▶ _WRITTEN INSTRUCTION 1_: Retype the section of the passage on Boss's theory that begins with the words containing "Get Your Facts" and ends with "addressed individually below.".

▶ _EXTRACT TO READ_:
================================

Later on, MR acknowledges that Boss’s theory asserts the formation of our Solar System in a more chaotic region of the galaxy, followed by its being pushed out of the region by a supernova.  But MR finds fault with Boss’s theory only in that “our sun is not presently moving very fast relative to nearby stars, so it is difficult to see how our sun could have been pushed out of a more active region but then slowed down . . . .”  However, the article on Boss’s theory does not discuss velocity rates of the Solar System whatsoever, and MR’s statement in this regard must therefore be viewed as either pure speculation at best, or whole invention at worst.  The apparent intended outcome here is that the statement is used as a segue, as if said “problematic observation” requires rescuing by the so-called “Angona hypothesis”!

 

Get Your Facts Straight

 

Upon introducing the concept of the Solar Nebula Theory, MR lists some inherent “problems” with the theory, which are addressed individually below.

 

“In some computer simulations, the dust does not condense at all, but remains as rings that may in fact disperse rather than condense [28].”

================================

▶ _DATA EXCERPTS_:
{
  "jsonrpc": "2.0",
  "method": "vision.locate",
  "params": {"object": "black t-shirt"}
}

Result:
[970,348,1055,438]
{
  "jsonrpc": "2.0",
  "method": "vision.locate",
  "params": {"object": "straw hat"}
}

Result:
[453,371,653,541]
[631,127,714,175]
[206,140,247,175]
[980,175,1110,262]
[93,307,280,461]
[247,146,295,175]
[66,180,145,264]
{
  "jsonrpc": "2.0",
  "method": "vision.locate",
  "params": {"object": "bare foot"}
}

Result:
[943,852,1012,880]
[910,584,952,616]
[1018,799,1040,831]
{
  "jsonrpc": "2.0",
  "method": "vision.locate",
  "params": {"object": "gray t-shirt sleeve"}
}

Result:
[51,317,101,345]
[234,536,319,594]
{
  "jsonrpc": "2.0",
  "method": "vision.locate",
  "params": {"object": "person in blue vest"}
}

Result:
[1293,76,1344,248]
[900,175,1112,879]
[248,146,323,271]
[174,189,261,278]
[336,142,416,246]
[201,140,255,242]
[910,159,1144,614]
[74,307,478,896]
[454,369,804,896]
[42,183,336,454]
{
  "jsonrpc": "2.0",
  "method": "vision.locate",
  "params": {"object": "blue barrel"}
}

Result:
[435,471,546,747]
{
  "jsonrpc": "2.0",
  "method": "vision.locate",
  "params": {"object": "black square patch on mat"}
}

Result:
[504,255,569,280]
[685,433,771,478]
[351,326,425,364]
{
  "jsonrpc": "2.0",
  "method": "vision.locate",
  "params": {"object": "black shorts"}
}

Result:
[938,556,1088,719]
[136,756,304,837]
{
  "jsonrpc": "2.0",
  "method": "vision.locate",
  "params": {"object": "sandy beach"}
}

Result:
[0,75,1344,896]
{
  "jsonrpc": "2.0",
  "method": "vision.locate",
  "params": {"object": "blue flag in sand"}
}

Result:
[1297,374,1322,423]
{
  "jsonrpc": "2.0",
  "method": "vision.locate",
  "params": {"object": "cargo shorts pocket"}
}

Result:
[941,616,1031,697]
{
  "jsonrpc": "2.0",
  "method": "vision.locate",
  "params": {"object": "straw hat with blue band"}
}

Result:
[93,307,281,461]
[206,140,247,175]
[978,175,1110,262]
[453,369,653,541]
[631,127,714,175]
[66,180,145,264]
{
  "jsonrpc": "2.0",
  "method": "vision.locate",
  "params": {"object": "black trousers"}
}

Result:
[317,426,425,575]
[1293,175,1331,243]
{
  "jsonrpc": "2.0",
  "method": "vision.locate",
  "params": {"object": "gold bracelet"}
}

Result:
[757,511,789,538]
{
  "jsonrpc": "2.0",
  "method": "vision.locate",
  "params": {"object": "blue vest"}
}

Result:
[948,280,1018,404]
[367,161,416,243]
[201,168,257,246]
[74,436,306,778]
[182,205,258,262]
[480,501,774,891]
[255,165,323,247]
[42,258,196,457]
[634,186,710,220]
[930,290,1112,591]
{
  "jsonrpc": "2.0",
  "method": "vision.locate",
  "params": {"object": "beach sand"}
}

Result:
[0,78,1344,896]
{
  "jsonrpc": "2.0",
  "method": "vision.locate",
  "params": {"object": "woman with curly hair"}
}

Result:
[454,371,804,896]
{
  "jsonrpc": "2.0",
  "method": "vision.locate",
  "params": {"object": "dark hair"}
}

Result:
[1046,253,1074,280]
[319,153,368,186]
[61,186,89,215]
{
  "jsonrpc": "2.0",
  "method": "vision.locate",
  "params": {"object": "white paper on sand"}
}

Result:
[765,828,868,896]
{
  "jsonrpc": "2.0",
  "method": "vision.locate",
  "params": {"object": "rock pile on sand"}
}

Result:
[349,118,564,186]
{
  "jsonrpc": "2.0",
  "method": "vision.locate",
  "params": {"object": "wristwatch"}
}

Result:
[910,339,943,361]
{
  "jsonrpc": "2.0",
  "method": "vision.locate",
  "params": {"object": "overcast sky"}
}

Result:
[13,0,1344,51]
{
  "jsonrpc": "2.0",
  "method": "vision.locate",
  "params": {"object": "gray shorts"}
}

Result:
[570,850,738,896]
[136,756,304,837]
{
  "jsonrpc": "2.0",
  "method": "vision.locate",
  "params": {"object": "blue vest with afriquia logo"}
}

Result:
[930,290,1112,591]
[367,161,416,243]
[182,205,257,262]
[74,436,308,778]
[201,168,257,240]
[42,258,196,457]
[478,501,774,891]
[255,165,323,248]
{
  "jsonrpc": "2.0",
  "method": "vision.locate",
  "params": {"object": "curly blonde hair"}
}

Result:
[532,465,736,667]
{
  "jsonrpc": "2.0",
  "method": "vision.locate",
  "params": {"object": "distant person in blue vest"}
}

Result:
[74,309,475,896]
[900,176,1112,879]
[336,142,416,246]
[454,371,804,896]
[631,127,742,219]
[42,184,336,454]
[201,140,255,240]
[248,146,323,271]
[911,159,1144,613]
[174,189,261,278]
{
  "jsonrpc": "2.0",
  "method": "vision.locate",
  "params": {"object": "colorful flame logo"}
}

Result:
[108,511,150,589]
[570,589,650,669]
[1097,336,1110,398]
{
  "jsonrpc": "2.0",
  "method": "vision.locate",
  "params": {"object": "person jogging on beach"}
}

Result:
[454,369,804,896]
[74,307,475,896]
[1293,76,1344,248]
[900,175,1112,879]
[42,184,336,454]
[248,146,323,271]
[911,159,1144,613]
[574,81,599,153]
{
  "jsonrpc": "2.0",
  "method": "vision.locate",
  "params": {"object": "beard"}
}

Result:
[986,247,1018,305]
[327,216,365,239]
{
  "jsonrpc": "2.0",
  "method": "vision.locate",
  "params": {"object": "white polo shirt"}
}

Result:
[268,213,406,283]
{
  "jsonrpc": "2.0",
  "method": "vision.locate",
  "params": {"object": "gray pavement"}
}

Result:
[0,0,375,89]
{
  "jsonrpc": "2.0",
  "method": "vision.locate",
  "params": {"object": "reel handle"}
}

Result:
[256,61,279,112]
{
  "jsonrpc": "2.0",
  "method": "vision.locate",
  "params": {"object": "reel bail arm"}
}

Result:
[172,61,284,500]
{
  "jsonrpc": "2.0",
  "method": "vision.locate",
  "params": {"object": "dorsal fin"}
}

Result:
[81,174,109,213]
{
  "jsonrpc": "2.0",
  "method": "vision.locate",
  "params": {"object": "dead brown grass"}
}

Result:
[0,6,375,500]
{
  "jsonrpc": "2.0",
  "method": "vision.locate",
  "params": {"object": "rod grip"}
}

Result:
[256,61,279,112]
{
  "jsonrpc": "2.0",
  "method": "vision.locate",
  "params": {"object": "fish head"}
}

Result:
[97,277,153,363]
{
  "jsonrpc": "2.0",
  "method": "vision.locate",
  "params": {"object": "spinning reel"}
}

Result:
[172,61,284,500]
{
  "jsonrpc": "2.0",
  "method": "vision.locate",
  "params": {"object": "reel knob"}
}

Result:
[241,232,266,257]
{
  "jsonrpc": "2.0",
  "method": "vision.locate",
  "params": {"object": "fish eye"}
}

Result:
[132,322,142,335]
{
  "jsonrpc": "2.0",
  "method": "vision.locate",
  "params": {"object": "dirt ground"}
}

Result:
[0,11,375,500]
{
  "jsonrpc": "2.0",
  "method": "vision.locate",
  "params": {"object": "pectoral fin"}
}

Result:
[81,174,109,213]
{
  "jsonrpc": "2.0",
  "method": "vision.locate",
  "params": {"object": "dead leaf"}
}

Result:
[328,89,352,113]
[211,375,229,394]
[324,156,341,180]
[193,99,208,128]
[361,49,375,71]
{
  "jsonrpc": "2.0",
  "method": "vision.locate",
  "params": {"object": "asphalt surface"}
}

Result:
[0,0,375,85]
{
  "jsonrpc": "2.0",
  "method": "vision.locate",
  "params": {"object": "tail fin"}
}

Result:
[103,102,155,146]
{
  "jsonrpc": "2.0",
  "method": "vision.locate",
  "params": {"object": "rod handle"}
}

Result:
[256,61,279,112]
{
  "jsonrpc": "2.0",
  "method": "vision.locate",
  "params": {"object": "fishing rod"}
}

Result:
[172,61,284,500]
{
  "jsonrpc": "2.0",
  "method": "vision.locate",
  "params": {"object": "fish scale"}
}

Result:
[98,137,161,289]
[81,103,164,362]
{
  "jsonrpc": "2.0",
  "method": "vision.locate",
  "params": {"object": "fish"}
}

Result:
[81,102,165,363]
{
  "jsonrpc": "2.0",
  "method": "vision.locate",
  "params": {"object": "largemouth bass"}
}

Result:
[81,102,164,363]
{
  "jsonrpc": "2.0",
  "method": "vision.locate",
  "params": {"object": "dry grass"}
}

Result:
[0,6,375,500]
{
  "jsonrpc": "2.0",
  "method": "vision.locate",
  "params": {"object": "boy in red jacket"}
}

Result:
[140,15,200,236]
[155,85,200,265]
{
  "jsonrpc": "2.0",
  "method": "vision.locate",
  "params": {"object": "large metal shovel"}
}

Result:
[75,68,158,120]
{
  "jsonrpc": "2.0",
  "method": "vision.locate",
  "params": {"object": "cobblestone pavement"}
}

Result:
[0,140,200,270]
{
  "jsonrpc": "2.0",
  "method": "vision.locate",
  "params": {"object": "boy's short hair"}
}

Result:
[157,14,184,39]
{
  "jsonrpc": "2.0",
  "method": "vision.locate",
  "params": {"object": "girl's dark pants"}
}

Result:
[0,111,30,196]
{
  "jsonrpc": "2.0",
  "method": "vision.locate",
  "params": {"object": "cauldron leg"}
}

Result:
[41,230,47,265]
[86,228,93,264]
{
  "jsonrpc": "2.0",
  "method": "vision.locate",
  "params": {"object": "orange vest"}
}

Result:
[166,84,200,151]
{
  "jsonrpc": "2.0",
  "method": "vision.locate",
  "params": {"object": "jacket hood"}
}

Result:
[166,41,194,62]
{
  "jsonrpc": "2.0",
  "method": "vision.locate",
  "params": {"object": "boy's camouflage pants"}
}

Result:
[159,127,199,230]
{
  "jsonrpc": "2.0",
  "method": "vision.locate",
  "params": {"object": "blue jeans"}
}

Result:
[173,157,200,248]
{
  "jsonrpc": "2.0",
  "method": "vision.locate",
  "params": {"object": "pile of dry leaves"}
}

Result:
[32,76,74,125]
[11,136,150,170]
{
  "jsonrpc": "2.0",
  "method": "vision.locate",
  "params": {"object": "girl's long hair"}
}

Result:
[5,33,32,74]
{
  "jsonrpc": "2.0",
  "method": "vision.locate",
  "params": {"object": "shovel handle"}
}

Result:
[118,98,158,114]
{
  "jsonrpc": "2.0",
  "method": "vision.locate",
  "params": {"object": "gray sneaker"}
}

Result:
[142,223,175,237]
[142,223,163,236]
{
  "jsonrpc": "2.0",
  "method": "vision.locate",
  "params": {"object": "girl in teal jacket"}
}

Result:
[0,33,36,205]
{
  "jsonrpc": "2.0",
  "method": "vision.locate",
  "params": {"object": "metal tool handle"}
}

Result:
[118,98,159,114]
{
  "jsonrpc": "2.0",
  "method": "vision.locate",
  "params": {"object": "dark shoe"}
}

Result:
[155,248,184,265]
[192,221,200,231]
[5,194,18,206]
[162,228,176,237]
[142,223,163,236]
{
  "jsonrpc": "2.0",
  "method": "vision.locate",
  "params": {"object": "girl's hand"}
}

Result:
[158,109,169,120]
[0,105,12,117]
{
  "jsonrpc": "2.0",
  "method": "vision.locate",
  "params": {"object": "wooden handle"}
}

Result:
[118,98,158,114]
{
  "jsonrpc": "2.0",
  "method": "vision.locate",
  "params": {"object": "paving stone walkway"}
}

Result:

================================

▶ _WRITTEN INSTRUCTION 2_: Repeat the rows, from their first line through the line containing "[1018,799,1040,831]", with both of those lines included.

▶ _EXERCISE ANSWER 1_:
Get Your Facts Straight

 

Upon introducing the concept of the Solar Nebula Theory, MR lists some inherent “problems” with the theory, which are addressed individually below.

▶ _EXERCISE ANSWER 2_:
{
  "jsonrpc": "2.0",
  "method": "vision.locate",
  "params": {"object": "black t-shirt"}
}

Result:
[970,348,1055,438]
{
  "jsonrpc": "2.0",
  "method": "vision.locate",
  "params": {"object": "straw hat"}
}

Result:
[453,371,653,541]
[631,127,714,175]
[206,140,247,175]
[980,175,1110,262]
[93,307,280,461]
[247,146,295,175]
[66,180,145,264]
{
  "jsonrpc": "2.0",
  "method": "vision.locate",
  "params": {"object": "bare foot"}
}

Result:
[943,852,1012,880]
[910,584,952,616]
[1018,799,1040,831]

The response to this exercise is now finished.